-- Aim of the exercise --
Could you set down the lines from the first line of the entries below through the line with "Trace the outline of every instance of the horse.", exactly and with no pictures?
Exercise materials below:
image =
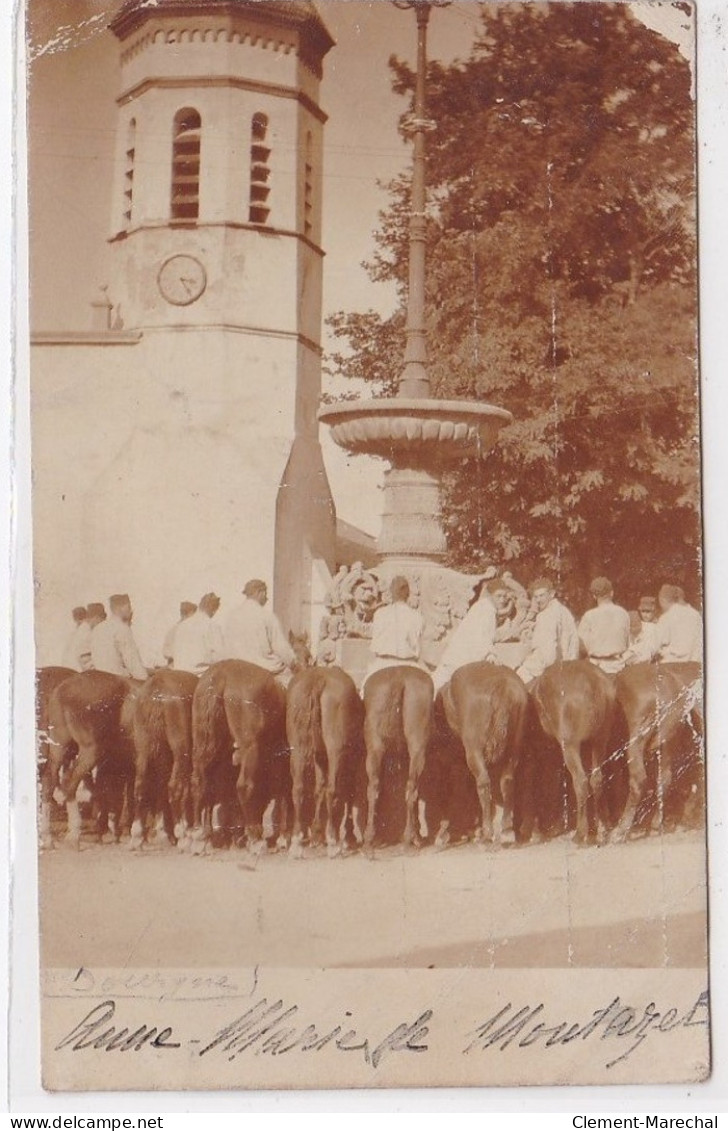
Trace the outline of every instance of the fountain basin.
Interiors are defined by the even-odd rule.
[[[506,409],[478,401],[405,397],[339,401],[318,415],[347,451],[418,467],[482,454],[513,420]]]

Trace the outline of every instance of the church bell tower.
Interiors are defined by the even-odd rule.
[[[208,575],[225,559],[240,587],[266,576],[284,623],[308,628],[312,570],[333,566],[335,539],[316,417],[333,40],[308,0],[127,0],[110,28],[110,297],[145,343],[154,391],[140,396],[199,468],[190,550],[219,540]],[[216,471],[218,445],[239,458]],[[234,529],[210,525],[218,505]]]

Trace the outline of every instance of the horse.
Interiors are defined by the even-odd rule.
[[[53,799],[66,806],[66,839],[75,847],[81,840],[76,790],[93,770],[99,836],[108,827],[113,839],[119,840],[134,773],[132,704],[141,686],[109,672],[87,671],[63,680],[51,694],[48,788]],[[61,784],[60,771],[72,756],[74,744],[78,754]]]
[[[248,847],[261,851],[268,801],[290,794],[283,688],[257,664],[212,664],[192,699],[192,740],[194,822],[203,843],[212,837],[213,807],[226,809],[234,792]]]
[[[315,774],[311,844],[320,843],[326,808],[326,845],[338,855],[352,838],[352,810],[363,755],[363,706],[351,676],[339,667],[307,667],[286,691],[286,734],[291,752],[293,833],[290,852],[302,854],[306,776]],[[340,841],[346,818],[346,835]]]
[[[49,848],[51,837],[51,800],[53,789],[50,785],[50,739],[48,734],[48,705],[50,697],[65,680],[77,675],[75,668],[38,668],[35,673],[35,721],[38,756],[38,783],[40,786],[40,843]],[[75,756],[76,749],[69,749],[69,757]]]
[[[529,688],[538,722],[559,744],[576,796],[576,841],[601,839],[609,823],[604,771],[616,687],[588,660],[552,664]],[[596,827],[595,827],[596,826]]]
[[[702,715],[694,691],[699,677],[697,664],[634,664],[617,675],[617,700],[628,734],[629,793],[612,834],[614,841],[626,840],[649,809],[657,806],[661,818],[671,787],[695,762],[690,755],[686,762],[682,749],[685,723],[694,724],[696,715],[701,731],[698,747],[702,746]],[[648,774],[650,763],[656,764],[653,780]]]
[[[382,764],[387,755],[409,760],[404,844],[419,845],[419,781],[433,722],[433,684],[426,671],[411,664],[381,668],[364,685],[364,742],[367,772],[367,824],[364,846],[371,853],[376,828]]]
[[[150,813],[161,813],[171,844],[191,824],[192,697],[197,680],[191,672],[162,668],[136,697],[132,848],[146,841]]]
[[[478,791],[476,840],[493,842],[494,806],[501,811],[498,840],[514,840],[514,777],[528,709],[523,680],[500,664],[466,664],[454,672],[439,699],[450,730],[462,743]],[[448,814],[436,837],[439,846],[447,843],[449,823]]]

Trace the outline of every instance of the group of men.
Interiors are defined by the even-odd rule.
End of Exercise materials.
-- Answer space --
image =
Trace the outline of every instance of the fountain basin.
Interiors are defined by the even-odd rule.
[[[506,409],[478,401],[405,397],[339,401],[318,415],[347,451],[418,467],[482,454],[513,420]]]

Trace the outline of every instance of the church bell tower.
Interiors are defined by the even-odd rule.
[[[208,575],[225,559],[240,587],[266,576],[284,623],[308,628],[312,570],[333,566],[335,539],[316,417],[333,40],[308,0],[127,0],[110,28],[110,297],[145,343],[154,391],[140,396],[199,468],[190,550],[219,540]],[[216,471],[218,445],[239,458]],[[234,529],[210,525],[218,505]]]

Trace the outline of every instance of the horse.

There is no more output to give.